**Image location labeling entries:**
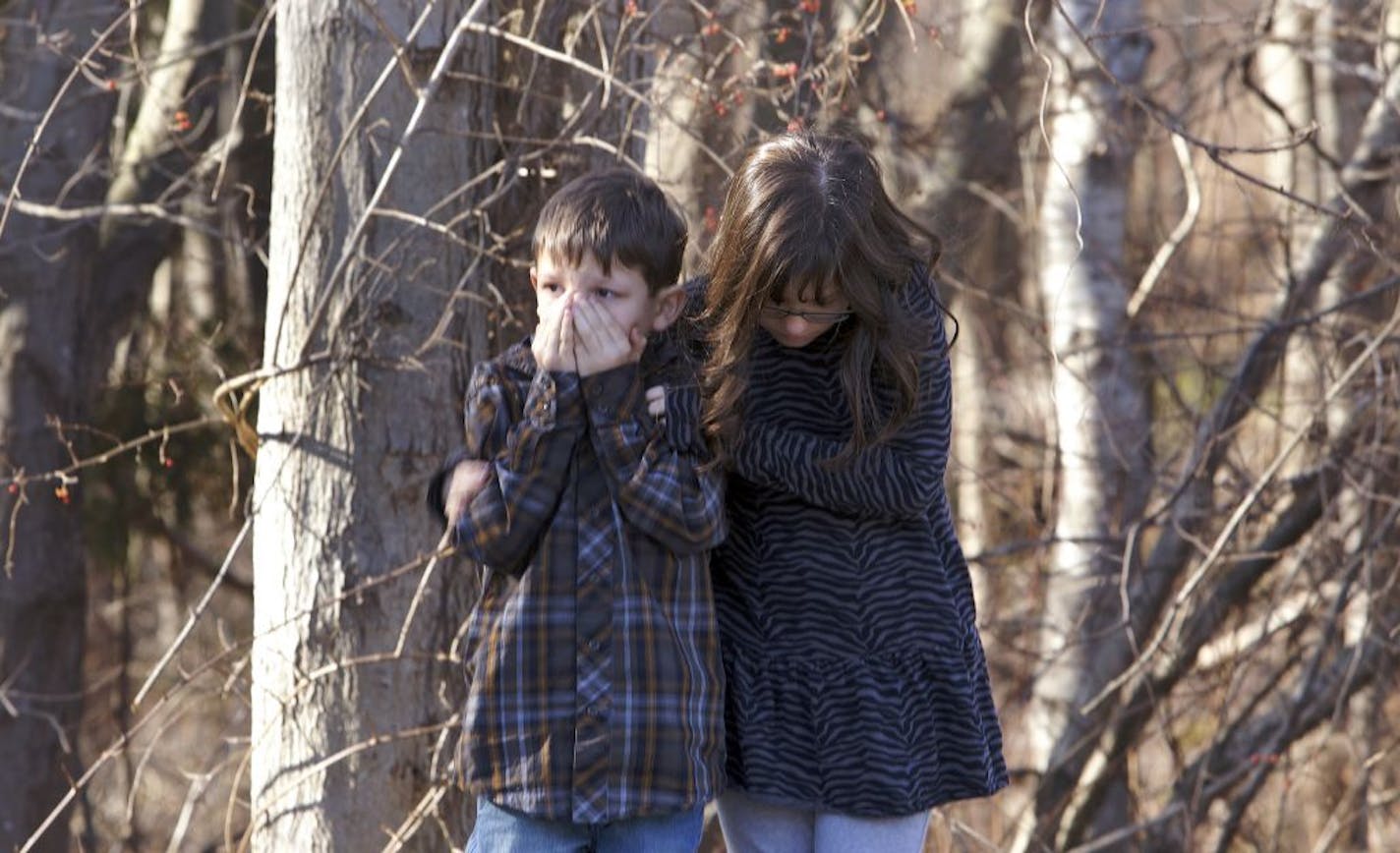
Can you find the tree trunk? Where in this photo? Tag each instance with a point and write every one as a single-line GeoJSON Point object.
{"type": "Point", "coordinates": [1099, 402]}
{"type": "Point", "coordinates": [48, 274]}
{"type": "Point", "coordinates": [353, 424]}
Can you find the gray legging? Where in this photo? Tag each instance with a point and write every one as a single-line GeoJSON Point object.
{"type": "Point", "coordinates": [753, 825]}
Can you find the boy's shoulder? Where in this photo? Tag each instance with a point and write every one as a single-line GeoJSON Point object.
{"type": "Point", "coordinates": [514, 366]}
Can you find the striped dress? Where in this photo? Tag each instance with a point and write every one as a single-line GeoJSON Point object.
{"type": "Point", "coordinates": [855, 678]}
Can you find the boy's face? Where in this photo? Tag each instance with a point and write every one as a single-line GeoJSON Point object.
{"type": "Point", "coordinates": [621, 293]}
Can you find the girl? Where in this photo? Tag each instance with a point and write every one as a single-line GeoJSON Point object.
{"type": "Point", "coordinates": [857, 687]}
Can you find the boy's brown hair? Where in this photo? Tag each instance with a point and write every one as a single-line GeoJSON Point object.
{"type": "Point", "coordinates": [619, 215]}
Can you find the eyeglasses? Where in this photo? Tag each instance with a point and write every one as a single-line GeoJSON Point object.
{"type": "Point", "coordinates": [778, 313]}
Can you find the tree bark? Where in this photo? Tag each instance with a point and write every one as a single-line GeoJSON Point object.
{"type": "Point", "coordinates": [1099, 400]}
{"type": "Point", "coordinates": [48, 273]}
{"type": "Point", "coordinates": [353, 426]}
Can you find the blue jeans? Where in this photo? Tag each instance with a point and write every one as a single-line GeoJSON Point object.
{"type": "Point", "coordinates": [507, 830]}
{"type": "Point", "coordinates": [753, 825]}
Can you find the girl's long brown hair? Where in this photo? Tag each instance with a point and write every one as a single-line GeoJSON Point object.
{"type": "Point", "coordinates": [809, 211]}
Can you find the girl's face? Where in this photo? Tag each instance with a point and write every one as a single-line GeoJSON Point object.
{"type": "Point", "coordinates": [802, 314]}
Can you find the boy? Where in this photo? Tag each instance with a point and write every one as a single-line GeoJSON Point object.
{"type": "Point", "coordinates": [594, 714]}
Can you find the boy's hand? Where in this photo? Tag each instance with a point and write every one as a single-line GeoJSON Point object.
{"type": "Point", "coordinates": [603, 343]}
{"type": "Point", "coordinates": [657, 402]}
{"type": "Point", "coordinates": [462, 484]}
{"type": "Point", "coordinates": [554, 341]}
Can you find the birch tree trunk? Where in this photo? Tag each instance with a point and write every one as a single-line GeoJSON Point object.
{"type": "Point", "coordinates": [46, 278]}
{"type": "Point", "coordinates": [367, 249]}
{"type": "Point", "coordinates": [1099, 403]}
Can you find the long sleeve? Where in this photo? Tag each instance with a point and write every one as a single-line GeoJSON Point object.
{"type": "Point", "coordinates": [529, 462]}
{"type": "Point", "coordinates": [901, 477]}
{"type": "Point", "coordinates": [656, 472]}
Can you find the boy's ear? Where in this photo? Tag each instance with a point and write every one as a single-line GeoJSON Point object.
{"type": "Point", "coordinates": [670, 303]}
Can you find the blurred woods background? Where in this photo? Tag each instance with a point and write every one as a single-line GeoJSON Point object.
{"type": "Point", "coordinates": [250, 251]}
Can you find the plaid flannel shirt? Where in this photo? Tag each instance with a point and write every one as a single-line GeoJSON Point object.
{"type": "Point", "coordinates": [595, 687]}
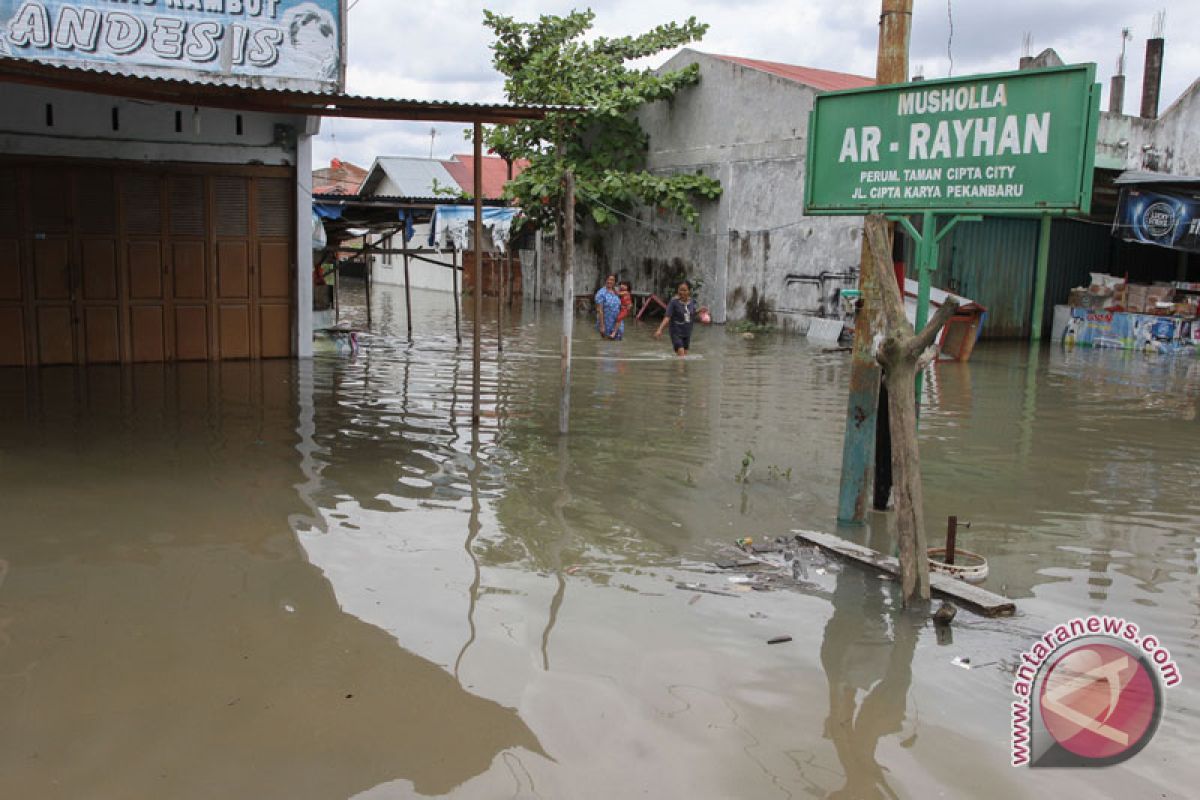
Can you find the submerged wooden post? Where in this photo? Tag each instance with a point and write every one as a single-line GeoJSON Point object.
{"type": "Point", "coordinates": [952, 535]}
{"type": "Point", "coordinates": [499, 305]}
{"type": "Point", "coordinates": [900, 353]}
{"type": "Point", "coordinates": [858, 441]}
{"type": "Point", "coordinates": [568, 256]}
{"type": "Point", "coordinates": [370, 262]}
{"type": "Point", "coordinates": [408, 293]}
{"type": "Point", "coordinates": [454, 278]}
{"type": "Point", "coordinates": [479, 274]}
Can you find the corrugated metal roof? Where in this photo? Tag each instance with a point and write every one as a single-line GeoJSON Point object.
{"type": "Point", "coordinates": [822, 79]}
{"type": "Point", "coordinates": [1137, 176]}
{"type": "Point", "coordinates": [411, 176]}
{"type": "Point", "coordinates": [496, 173]}
{"type": "Point", "coordinates": [993, 263]}
{"type": "Point", "coordinates": [217, 92]}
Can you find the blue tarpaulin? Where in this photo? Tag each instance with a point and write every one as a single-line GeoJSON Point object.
{"type": "Point", "coordinates": [328, 210]}
{"type": "Point", "coordinates": [450, 226]}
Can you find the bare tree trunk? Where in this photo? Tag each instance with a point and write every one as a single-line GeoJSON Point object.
{"type": "Point", "coordinates": [900, 352]}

**What the task requires:**
Write the lines from the line containing "Can you find the plaid" through the last line of the data out again exactly, and only those lines; pictures stay out.

**Solution for this problem:**
Can you find the plaid flannel shirt? Where in this photo? Tag each instance with a point and write every one as a single-line GeoJSON Point object.
{"type": "Point", "coordinates": [595, 687]}
Can you find the submerged wooden post? Where in this photo? Tag each instance with a point and write every one as a single-line GeoJSON Point object.
{"type": "Point", "coordinates": [952, 535]}
{"type": "Point", "coordinates": [499, 305]}
{"type": "Point", "coordinates": [900, 353]}
{"type": "Point", "coordinates": [858, 441]}
{"type": "Point", "coordinates": [568, 256]}
{"type": "Point", "coordinates": [370, 262]}
{"type": "Point", "coordinates": [408, 293]}
{"type": "Point", "coordinates": [454, 278]}
{"type": "Point", "coordinates": [479, 274]}
Can you find the corrugated metal roof? Where in this photo? Tag each instance with a point and write every one as a single-line GeoJSON Point object.
{"type": "Point", "coordinates": [822, 79]}
{"type": "Point", "coordinates": [1137, 176]}
{"type": "Point", "coordinates": [411, 176]}
{"type": "Point", "coordinates": [496, 173]}
{"type": "Point", "coordinates": [993, 263]}
{"type": "Point", "coordinates": [217, 92]}
Can you find the blue tarpaulin? Where in this photo? Tag each instance with a point and write every one as a single-line GeoJSON Point object.
{"type": "Point", "coordinates": [328, 210]}
{"type": "Point", "coordinates": [450, 226]}
Can you find the bare tree trunk? Where in this photo? Tag each instance with a point and write every one as a single-line GeoJSON Point object.
{"type": "Point", "coordinates": [900, 352]}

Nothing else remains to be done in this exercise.